Татьяна Сотникова
Опубликовано в журнале Знамя, номер 12, 1998
Татьяна Сотникова
Функция караоке
Начать эту статью я собиралась с воспоминаний пятилетней давности. О том, как каждый новый день предлагал выбор между пакетом молока для детей и поездкой в метро к месту работы. О том, как будущее представлялось туманным, а особенно туманной представлялась возможность когда-либо использовать знания, полученные в школе, институте, аспирантуре. И как многие наконец догадались, что пора перестать надеяться на правительство, государство, президента и прочих. Так же, как и на зарплату по основному месту работы. Что пора входить в долгожданный рынок со всеми его нерадостными истинами, о которых имеешь самое смутное представление.
И тут же оказалось, что первая истина, которую придется усвоить в свободном плавании, сурово гласит: “Кто платит, тот и заказывает музыку”. Но при этом вторая истина гласит не менее сурово: следует искать того, кто заплатит тебе за твою музыку — за ту, которую тебе захочется создавать. И если между усвоением первой и второй истин промежуток окажется слишком большой, если ты слишком долго будешь готов лабать все подряд, лишь бы пятаки кидали, — деградация произойдет так быстро, что платить за твою музыку не захочет уже никто. Такие вот Сцилла и Харибда.
Правда, обо всем этом я предполагала вспоминать в уме, без записей. Потому что кто ж теперь таких простых вещей не понимает! Теперь у нас уже все хорошо: каждый нашел свое место под солнцем, обрел человеческое достоинство, знает, на что он может рассчитывать завтра, послезавтра и через полгода. Растет как творческая личность, халтуры не ищет. И вообще, в России теперь жить даже лучше, чем на Западе, потому что в магазинах у нас все, как у них, а интересно зато — как у нас.
Коррективы, внесенные жизнью всего лишь в течение двух недель, оказались так ошеломительны, что мне тут же захотелось вывести воспоминания из головы на бумагу. Потому что вполне вероятно: если когда-нибудь финансовый ступор все-таки кончится и, несмотря на инфляцию, снова начнут работать уцелевшие производители печатной продукции, — растерянность и паника среди тех, кто за последние годы привык зарабатывать интеллектуальным трудом, будут сравнимы с аналогичным состоянием пятилетней давности. Вид насмерть перепуганных москвичей, в сентябре девяносто восьмого года ящиками закупающих пшено и цитрамон, не оставляет сомнений в том, что это возможно.

» ИСХОДНЫЕ ДАННЫЕ
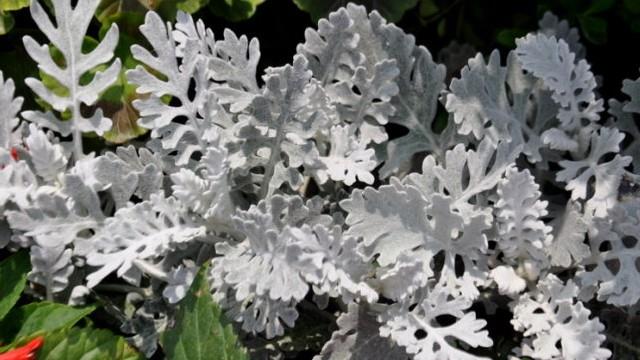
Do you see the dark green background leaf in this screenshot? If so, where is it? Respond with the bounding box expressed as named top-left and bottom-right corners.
top-left (161, 267), bottom-right (248, 360)
top-left (0, 251), bottom-right (31, 320)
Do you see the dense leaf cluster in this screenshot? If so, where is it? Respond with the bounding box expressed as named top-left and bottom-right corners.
top-left (0, 0), bottom-right (640, 359)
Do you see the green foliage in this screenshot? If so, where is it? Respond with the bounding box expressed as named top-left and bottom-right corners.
top-left (0, 251), bottom-right (31, 320)
top-left (0, 0), bottom-right (30, 11)
top-left (161, 266), bottom-right (248, 360)
top-left (293, 0), bottom-right (418, 22)
top-left (38, 327), bottom-right (142, 360)
top-left (0, 0), bottom-right (29, 35)
top-left (0, 301), bottom-right (96, 348)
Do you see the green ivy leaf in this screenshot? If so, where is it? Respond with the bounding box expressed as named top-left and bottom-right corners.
top-left (209, 0), bottom-right (264, 21)
top-left (156, 0), bottom-right (209, 21)
top-left (293, 0), bottom-right (418, 22)
top-left (160, 266), bottom-right (248, 360)
top-left (0, 10), bottom-right (16, 35)
top-left (0, 301), bottom-right (96, 351)
top-left (38, 327), bottom-right (143, 360)
top-left (96, 0), bottom-right (151, 24)
top-left (0, 251), bottom-right (31, 320)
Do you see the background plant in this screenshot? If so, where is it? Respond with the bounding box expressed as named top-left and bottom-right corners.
top-left (0, 0), bottom-right (640, 359)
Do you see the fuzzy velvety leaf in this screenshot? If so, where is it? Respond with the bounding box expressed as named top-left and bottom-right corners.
top-left (161, 267), bottom-right (248, 360)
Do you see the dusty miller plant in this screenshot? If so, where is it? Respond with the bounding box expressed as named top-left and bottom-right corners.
top-left (0, 0), bottom-right (640, 360)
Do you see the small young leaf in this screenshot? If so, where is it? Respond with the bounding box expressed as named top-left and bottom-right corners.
top-left (38, 327), bottom-right (142, 360)
top-left (0, 301), bottom-right (96, 350)
top-left (0, 251), bottom-right (31, 320)
top-left (161, 267), bottom-right (248, 360)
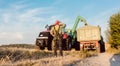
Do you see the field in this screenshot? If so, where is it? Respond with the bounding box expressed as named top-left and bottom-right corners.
top-left (0, 44), bottom-right (97, 66)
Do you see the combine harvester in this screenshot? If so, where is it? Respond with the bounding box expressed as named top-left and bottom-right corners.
top-left (36, 16), bottom-right (102, 51)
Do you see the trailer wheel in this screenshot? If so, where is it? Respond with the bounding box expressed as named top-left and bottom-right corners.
top-left (47, 44), bottom-right (52, 50)
top-left (96, 44), bottom-right (101, 53)
top-left (75, 42), bottom-right (80, 50)
top-left (39, 46), bottom-right (45, 50)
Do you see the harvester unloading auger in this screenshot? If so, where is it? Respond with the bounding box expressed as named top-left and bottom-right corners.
top-left (36, 16), bottom-right (104, 50)
top-left (36, 16), bottom-right (87, 50)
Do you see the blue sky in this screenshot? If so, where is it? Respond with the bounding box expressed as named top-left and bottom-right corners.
top-left (0, 0), bottom-right (120, 44)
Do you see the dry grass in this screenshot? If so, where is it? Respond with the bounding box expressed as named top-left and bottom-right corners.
top-left (107, 47), bottom-right (120, 55)
top-left (0, 44), bottom-right (97, 66)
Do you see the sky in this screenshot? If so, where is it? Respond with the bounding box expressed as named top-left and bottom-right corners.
top-left (0, 0), bottom-right (120, 44)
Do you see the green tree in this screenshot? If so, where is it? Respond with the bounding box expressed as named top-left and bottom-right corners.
top-left (107, 13), bottom-right (120, 48)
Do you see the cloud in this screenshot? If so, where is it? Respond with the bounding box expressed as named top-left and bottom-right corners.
top-left (87, 8), bottom-right (120, 40)
top-left (0, 32), bottom-right (23, 40)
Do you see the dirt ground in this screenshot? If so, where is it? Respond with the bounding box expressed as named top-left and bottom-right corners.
top-left (32, 53), bottom-right (120, 66)
top-left (73, 53), bottom-right (120, 66)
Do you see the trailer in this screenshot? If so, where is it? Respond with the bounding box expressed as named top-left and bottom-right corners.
top-left (77, 25), bottom-right (101, 52)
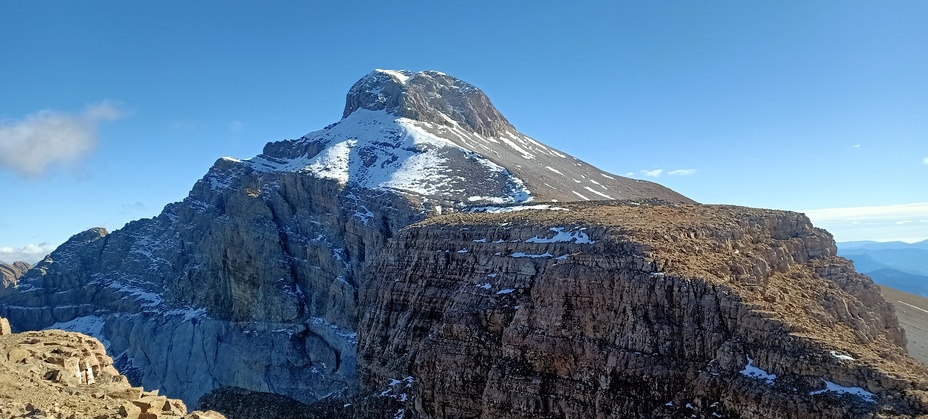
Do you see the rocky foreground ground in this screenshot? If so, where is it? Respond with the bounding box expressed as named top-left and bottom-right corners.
top-left (0, 318), bottom-right (225, 419)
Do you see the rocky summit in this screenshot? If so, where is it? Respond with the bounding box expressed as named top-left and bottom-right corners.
top-left (0, 70), bottom-right (928, 418)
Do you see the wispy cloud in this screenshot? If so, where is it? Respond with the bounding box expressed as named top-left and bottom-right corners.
top-left (0, 243), bottom-right (56, 264)
top-left (800, 203), bottom-right (928, 242)
top-left (229, 119), bottom-right (245, 135)
top-left (120, 201), bottom-right (148, 214)
top-left (640, 169), bottom-right (696, 177)
top-left (0, 101), bottom-right (123, 176)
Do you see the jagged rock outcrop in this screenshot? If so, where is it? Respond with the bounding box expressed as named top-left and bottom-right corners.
top-left (358, 204), bottom-right (928, 418)
top-left (0, 70), bottom-right (925, 417)
top-left (0, 262), bottom-right (32, 294)
top-left (0, 318), bottom-right (224, 419)
top-left (0, 70), bottom-right (689, 410)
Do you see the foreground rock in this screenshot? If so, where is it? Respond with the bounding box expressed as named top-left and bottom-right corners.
top-left (0, 71), bottom-right (692, 405)
top-left (358, 204), bottom-right (928, 418)
top-left (0, 318), bottom-right (224, 419)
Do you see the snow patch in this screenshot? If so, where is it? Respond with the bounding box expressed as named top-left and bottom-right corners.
top-left (571, 191), bottom-right (590, 201)
top-left (741, 355), bottom-right (777, 384)
top-left (809, 379), bottom-right (874, 402)
top-left (377, 68), bottom-right (409, 84)
top-left (525, 227), bottom-right (595, 244)
top-left (164, 307), bottom-right (206, 322)
top-left (509, 252), bottom-right (554, 259)
top-left (43, 316), bottom-right (110, 350)
top-left (467, 204), bottom-right (567, 214)
top-left (583, 186), bottom-right (614, 199)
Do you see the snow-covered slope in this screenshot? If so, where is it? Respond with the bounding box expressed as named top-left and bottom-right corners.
top-left (244, 109), bottom-right (531, 204)
top-left (0, 70), bottom-right (689, 405)
top-left (236, 70), bottom-right (692, 207)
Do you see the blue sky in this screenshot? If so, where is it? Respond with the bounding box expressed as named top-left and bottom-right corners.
top-left (0, 1), bottom-right (928, 261)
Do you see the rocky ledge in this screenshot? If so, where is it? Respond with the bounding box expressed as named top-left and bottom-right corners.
top-left (358, 202), bottom-right (928, 418)
top-left (0, 318), bottom-right (225, 419)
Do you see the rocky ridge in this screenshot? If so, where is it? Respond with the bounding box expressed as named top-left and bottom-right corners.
top-left (358, 203), bottom-right (928, 418)
top-left (0, 70), bottom-right (689, 410)
top-left (0, 70), bottom-right (924, 417)
top-left (0, 318), bottom-right (224, 419)
top-left (0, 262), bottom-right (32, 293)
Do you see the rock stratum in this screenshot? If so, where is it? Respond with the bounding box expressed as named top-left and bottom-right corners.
top-left (358, 203), bottom-right (928, 418)
top-left (0, 70), bottom-right (926, 417)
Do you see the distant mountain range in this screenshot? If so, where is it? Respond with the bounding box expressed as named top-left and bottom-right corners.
top-left (838, 240), bottom-right (928, 297)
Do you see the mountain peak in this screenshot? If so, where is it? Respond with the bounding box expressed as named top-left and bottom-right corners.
top-left (342, 69), bottom-right (515, 136)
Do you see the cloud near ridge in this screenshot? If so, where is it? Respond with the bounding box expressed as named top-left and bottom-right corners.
top-left (640, 169), bottom-right (696, 177)
top-left (0, 243), bottom-right (57, 265)
top-left (799, 203), bottom-right (928, 243)
top-left (0, 101), bottom-right (123, 176)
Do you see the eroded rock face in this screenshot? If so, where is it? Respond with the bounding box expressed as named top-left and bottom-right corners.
top-left (0, 71), bottom-right (691, 410)
top-left (0, 318), bottom-right (224, 419)
top-left (0, 262), bottom-right (32, 295)
top-left (359, 205), bottom-right (928, 418)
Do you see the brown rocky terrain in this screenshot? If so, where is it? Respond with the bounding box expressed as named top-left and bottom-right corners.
top-left (880, 285), bottom-right (928, 365)
top-left (358, 203), bottom-right (928, 418)
top-left (0, 318), bottom-right (224, 419)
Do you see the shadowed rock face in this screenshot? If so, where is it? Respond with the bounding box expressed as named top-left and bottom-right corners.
top-left (0, 262), bottom-right (32, 293)
top-left (0, 71), bottom-right (923, 417)
top-left (358, 205), bottom-right (928, 418)
top-left (0, 318), bottom-right (223, 419)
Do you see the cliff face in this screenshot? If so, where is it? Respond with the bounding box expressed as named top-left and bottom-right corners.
top-left (0, 70), bottom-right (925, 417)
top-left (0, 71), bottom-right (689, 404)
top-left (358, 205), bottom-right (928, 418)
top-left (0, 318), bottom-right (223, 419)
top-left (0, 262), bottom-right (32, 295)
top-left (0, 169), bottom-right (421, 405)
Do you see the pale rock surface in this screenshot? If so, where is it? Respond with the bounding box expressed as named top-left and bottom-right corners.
top-left (0, 71), bottom-right (691, 405)
top-left (0, 319), bottom-right (224, 419)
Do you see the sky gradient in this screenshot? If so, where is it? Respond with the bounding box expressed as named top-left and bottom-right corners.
top-left (0, 1), bottom-right (928, 262)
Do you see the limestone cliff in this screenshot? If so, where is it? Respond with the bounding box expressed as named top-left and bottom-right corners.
top-left (358, 203), bottom-right (928, 418)
top-left (0, 262), bottom-right (32, 294)
top-left (0, 70), bottom-right (691, 410)
top-left (0, 70), bottom-right (926, 417)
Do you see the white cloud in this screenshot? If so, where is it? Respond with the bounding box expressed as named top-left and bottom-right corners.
top-left (229, 120), bottom-right (245, 135)
top-left (800, 203), bottom-right (928, 242)
top-left (0, 243), bottom-right (56, 264)
top-left (667, 169), bottom-right (696, 176)
top-left (0, 101), bottom-right (123, 176)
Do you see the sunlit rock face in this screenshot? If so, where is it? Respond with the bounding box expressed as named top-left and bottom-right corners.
top-left (0, 70), bottom-right (925, 417)
top-left (358, 203), bottom-right (928, 418)
top-left (0, 70), bottom-right (689, 410)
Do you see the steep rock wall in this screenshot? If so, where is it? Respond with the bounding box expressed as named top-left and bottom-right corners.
top-left (0, 159), bottom-right (423, 405)
top-left (358, 205), bottom-right (928, 418)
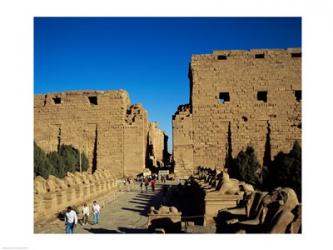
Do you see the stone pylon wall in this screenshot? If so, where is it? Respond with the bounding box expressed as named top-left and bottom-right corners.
top-left (34, 90), bottom-right (148, 177)
top-left (173, 49), bottom-right (301, 175)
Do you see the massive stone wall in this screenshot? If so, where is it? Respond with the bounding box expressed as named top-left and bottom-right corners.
top-left (34, 90), bottom-right (148, 177)
top-left (173, 49), bottom-right (301, 176)
top-left (148, 122), bottom-right (168, 166)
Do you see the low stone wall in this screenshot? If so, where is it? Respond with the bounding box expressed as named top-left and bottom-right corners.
top-left (34, 170), bottom-right (118, 224)
top-left (204, 192), bottom-right (243, 225)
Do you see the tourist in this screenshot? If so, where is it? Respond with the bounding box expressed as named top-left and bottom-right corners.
top-left (82, 203), bottom-right (89, 225)
top-left (145, 177), bottom-right (149, 192)
top-left (92, 201), bottom-right (101, 225)
top-left (162, 185), bottom-right (169, 205)
top-left (139, 176), bottom-right (143, 192)
top-left (65, 206), bottom-right (77, 234)
top-left (150, 178), bottom-right (156, 192)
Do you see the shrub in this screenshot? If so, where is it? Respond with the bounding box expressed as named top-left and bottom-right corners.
top-left (230, 147), bottom-right (262, 188)
top-left (265, 142), bottom-right (302, 200)
top-left (34, 142), bottom-right (56, 179)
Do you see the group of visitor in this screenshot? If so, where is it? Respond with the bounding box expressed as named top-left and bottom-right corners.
top-left (138, 174), bottom-right (158, 192)
top-left (65, 201), bottom-right (101, 234)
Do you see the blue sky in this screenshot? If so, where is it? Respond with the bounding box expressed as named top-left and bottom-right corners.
top-left (34, 17), bottom-right (301, 152)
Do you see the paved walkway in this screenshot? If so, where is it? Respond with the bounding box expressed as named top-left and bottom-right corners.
top-left (35, 183), bottom-right (172, 234)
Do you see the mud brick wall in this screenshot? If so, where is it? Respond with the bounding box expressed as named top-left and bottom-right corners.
top-left (34, 90), bottom-right (147, 177)
top-left (173, 48), bottom-right (301, 174)
top-left (172, 105), bottom-right (194, 175)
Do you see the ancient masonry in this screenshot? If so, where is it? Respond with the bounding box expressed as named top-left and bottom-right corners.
top-left (173, 48), bottom-right (302, 175)
top-left (148, 122), bottom-right (168, 166)
top-left (34, 90), bottom-right (167, 178)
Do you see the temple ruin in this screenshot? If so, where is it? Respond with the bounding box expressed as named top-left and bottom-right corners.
top-left (34, 90), bottom-right (167, 178)
top-left (173, 48), bottom-right (302, 176)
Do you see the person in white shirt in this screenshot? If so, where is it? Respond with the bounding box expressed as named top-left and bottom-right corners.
top-left (65, 207), bottom-right (77, 234)
top-left (92, 201), bottom-right (101, 224)
top-left (82, 203), bottom-right (89, 225)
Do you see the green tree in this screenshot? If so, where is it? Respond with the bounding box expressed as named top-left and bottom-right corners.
top-left (265, 142), bottom-right (302, 200)
top-left (231, 147), bottom-right (262, 188)
top-left (34, 142), bottom-right (89, 179)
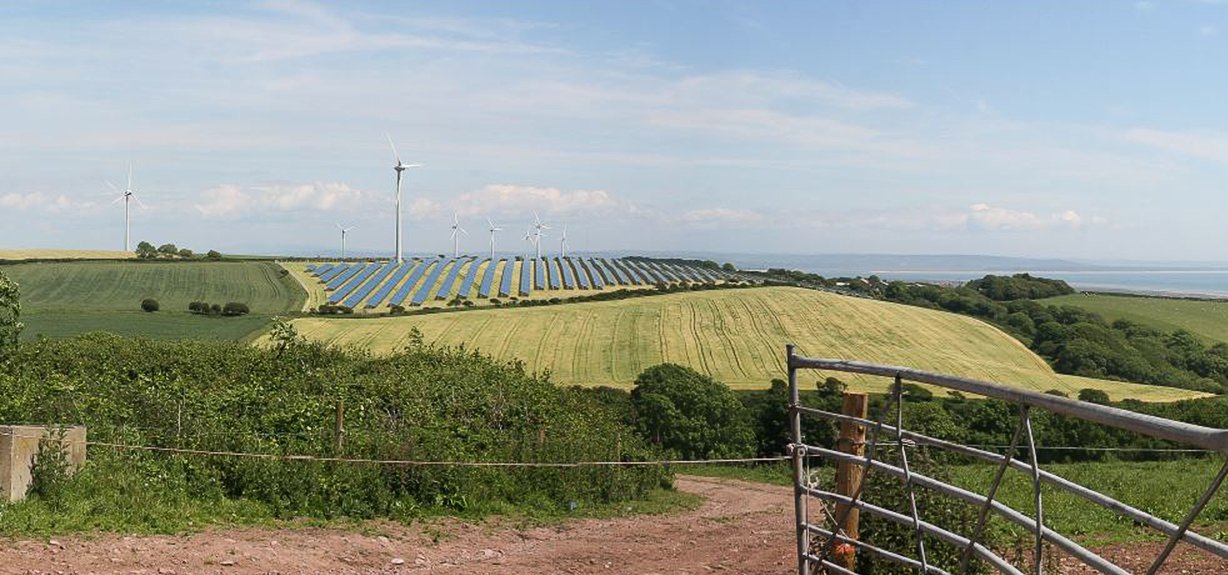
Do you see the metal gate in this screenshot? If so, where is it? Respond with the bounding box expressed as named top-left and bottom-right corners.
top-left (786, 345), bottom-right (1228, 575)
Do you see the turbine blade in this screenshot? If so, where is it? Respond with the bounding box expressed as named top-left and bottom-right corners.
top-left (384, 133), bottom-right (400, 166)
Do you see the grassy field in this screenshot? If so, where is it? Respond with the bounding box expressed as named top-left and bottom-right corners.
top-left (1040, 294), bottom-right (1228, 342)
top-left (0, 262), bottom-right (306, 340)
top-left (0, 249), bottom-right (136, 259)
top-left (273, 288), bottom-right (1191, 401)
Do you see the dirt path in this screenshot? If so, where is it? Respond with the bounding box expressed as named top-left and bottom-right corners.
top-left (0, 477), bottom-right (1228, 575)
top-left (0, 477), bottom-right (795, 575)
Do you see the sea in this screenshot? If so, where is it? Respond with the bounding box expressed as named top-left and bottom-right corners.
top-left (872, 269), bottom-right (1228, 299)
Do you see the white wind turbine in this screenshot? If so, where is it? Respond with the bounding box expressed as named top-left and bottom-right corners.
top-left (486, 217), bottom-right (503, 262)
top-left (452, 211), bottom-right (469, 258)
top-left (336, 224), bottom-right (354, 259)
top-left (107, 162), bottom-right (145, 252)
top-left (533, 210), bottom-right (550, 262)
top-left (386, 134), bottom-right (422, 263)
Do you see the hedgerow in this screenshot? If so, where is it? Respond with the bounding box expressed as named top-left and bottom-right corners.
top-left (0, 334), bottom-right (668, 528)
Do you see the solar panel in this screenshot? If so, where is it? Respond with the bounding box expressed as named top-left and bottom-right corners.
top-left (435, 259), bottom-right (469, 300)
top-left (319, 264), bottom-right (357, 284)
top-left (457, 258), bottom-right (490, 299)
top-left (324, 264), bottom-right (367, 290)
top-left (478, 259), bottom-right (507, 297)
top-left (564, 258), bottom-right (591, 290)
top-left (499, 259), bottom-right (516, 297)
top-left (328, 264), bottom-right (379, 303)
top-left (409, 259), bottom-right (456, 306)
top-left (530, 258), bottom-right (546, 290)
top-left (593, 258), bottom-right (631, 285)
top-left (640, 262), bottom-right (682, 284)
top-left (554, 258), bottom-right (576, 290)
top-left (521, 262), bottom-right (533, 296)
top-left (345, 262), bottom-right (397, 307)
top-left (388, 262), bottom-right (438, 306)
top-left (576, 258), bottom-right (605, 290)
top-left (610, 259), bottom-right (652, 285)
top-left (545, 259), bottom-right (562, 290)
top-left (367, 262), bottom-right (416, 307)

» ЗАДАНИЕ
Перечислите все места, где, согласно статье «Функция караоке», были получены знания, которые казалось невозможным когда-либо использовать.

» ПРАВИЛЬНЫЙ ОТВЕТ
Школа, институт, аспирантура.